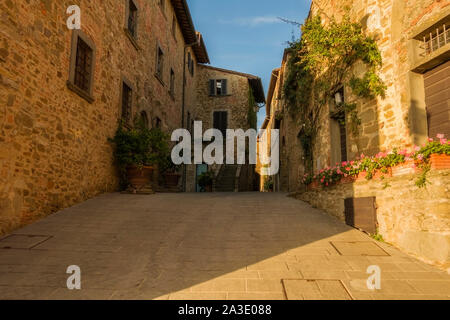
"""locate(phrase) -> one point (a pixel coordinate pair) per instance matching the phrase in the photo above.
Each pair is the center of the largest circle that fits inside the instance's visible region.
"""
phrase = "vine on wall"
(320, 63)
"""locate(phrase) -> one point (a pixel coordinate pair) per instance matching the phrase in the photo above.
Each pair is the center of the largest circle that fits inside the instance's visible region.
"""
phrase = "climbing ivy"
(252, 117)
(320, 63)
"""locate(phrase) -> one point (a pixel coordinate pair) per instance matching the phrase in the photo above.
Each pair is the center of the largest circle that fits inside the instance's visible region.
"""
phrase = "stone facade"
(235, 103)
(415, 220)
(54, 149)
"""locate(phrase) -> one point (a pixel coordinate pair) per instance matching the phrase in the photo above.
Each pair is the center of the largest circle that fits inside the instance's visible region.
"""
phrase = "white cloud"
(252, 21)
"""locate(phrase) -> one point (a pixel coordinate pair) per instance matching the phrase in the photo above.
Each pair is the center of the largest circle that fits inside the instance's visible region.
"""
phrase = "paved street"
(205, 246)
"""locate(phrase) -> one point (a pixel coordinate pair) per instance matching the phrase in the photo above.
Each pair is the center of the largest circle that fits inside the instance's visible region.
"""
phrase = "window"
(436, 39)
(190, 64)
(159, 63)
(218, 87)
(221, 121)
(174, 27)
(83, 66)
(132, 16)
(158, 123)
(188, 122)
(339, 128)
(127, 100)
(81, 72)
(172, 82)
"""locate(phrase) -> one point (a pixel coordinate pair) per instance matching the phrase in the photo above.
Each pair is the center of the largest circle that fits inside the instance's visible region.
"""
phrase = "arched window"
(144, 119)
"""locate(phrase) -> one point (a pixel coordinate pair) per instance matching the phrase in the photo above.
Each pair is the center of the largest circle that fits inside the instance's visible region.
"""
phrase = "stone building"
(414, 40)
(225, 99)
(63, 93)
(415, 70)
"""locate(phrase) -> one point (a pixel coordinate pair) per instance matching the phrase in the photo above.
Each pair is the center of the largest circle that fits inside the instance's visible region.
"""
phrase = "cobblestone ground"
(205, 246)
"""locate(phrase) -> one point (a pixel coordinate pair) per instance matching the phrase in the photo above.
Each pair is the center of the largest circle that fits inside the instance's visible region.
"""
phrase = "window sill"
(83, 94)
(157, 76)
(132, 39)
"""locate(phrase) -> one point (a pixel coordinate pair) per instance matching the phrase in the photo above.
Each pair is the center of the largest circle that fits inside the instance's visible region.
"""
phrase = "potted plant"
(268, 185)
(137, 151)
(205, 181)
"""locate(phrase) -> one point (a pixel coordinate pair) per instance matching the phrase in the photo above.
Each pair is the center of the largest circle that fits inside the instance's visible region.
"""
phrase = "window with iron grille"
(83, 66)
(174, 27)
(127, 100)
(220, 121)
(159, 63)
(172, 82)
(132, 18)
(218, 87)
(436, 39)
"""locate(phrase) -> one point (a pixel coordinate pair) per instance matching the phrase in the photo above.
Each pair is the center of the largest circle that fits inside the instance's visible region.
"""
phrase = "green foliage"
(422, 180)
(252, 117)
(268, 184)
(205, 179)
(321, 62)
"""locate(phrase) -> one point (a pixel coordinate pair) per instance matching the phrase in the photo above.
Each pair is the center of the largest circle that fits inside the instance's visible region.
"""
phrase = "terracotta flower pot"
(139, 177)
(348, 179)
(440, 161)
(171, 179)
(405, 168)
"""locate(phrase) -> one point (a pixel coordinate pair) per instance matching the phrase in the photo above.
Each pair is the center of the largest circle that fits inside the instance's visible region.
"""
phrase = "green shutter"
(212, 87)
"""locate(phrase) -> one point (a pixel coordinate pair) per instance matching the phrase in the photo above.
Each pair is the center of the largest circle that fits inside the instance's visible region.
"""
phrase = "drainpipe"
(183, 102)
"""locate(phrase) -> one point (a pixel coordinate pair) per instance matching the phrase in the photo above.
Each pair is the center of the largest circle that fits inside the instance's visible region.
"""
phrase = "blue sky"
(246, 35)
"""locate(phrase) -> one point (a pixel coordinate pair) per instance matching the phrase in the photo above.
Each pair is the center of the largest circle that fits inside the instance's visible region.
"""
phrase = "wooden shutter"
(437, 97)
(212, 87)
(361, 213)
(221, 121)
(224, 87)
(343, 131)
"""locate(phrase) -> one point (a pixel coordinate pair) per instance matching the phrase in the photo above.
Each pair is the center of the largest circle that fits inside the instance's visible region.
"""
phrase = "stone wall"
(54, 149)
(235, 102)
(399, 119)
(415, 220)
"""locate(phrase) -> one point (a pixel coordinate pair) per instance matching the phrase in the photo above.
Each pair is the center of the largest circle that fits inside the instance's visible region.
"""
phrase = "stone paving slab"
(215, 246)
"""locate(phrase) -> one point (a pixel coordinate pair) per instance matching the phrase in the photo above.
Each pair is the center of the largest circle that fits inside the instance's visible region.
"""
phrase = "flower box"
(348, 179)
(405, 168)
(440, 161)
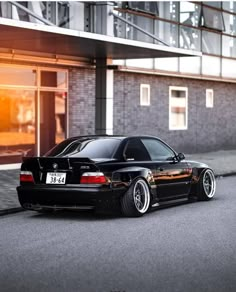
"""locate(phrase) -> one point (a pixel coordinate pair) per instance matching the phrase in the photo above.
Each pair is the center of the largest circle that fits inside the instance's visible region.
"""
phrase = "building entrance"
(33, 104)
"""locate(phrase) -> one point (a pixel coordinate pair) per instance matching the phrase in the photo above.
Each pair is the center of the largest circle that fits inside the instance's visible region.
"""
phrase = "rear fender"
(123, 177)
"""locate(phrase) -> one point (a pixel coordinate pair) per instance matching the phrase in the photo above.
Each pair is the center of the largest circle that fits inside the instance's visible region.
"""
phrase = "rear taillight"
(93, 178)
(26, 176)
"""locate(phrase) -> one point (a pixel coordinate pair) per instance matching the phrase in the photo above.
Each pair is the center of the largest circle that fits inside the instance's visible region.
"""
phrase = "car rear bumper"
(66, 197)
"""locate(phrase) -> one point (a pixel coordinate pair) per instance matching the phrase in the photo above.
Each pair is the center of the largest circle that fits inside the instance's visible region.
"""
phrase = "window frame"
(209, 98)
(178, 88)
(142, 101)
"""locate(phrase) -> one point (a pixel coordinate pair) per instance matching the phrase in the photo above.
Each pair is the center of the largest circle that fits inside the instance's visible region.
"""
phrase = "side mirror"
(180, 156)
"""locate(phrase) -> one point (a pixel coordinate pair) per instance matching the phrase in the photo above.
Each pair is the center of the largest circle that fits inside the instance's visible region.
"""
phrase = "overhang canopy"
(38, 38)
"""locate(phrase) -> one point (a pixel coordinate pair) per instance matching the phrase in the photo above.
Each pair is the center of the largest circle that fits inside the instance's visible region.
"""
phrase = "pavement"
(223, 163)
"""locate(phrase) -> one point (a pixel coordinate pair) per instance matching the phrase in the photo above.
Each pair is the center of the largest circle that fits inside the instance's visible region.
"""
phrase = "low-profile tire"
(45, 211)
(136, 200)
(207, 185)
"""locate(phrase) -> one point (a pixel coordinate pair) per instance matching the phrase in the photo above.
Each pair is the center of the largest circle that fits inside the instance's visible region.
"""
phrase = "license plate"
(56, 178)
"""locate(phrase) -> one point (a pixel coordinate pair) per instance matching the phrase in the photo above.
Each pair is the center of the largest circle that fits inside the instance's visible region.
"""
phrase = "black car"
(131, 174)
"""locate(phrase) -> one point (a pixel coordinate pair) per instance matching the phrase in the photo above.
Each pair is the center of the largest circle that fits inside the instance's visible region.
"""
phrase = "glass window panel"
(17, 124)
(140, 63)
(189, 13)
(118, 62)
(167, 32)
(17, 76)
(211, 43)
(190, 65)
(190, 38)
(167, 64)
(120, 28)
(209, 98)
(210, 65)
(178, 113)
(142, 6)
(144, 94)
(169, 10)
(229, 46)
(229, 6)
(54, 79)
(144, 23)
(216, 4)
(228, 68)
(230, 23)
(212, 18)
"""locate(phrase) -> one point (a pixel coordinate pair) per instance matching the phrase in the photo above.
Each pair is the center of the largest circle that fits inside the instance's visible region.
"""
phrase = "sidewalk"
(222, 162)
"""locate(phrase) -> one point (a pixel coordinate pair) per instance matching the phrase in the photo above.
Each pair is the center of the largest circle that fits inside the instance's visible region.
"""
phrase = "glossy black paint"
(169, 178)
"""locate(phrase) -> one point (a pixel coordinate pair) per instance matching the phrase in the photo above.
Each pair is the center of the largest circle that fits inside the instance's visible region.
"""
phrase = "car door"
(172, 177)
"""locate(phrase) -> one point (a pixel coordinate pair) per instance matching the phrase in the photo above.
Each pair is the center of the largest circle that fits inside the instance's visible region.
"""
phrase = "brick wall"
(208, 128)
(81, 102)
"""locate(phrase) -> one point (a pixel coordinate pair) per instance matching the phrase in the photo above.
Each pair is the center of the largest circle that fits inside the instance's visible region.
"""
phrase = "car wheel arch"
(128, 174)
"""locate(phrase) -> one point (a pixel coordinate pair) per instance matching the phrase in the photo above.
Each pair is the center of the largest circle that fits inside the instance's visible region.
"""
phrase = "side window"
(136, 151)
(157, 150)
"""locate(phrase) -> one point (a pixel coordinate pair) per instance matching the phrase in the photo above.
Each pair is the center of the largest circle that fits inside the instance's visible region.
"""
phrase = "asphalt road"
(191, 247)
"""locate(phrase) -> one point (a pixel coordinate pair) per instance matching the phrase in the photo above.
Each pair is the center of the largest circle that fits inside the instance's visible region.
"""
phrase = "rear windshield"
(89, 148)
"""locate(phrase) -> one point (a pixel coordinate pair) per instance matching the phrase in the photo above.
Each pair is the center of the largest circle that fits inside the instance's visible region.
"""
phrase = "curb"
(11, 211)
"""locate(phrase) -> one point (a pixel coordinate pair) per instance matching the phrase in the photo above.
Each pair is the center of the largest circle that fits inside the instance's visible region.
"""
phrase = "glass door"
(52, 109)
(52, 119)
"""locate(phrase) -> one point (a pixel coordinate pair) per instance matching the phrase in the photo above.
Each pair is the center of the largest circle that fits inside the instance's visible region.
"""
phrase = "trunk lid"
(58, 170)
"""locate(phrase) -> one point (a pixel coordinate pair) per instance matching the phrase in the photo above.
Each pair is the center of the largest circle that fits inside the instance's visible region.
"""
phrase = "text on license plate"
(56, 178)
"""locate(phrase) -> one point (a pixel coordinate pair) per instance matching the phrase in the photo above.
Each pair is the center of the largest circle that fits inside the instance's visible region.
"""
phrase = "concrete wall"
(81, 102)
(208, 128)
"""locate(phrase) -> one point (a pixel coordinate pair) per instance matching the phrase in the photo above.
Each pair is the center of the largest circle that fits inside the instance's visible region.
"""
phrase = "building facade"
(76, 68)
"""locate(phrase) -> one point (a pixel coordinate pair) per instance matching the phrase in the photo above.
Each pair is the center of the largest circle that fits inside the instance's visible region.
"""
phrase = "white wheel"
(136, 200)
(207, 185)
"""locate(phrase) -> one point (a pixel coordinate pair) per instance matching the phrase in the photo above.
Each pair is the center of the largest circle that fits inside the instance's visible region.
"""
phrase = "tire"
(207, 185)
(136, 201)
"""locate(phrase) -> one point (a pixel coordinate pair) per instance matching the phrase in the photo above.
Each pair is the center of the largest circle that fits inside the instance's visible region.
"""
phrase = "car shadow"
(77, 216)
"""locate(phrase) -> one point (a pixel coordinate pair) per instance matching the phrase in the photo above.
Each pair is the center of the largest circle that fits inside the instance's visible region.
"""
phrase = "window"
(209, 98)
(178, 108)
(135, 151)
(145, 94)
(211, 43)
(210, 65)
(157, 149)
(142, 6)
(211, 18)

========================================================================

Count the lines of the records that contain the word "white". Reply with the number alone.

2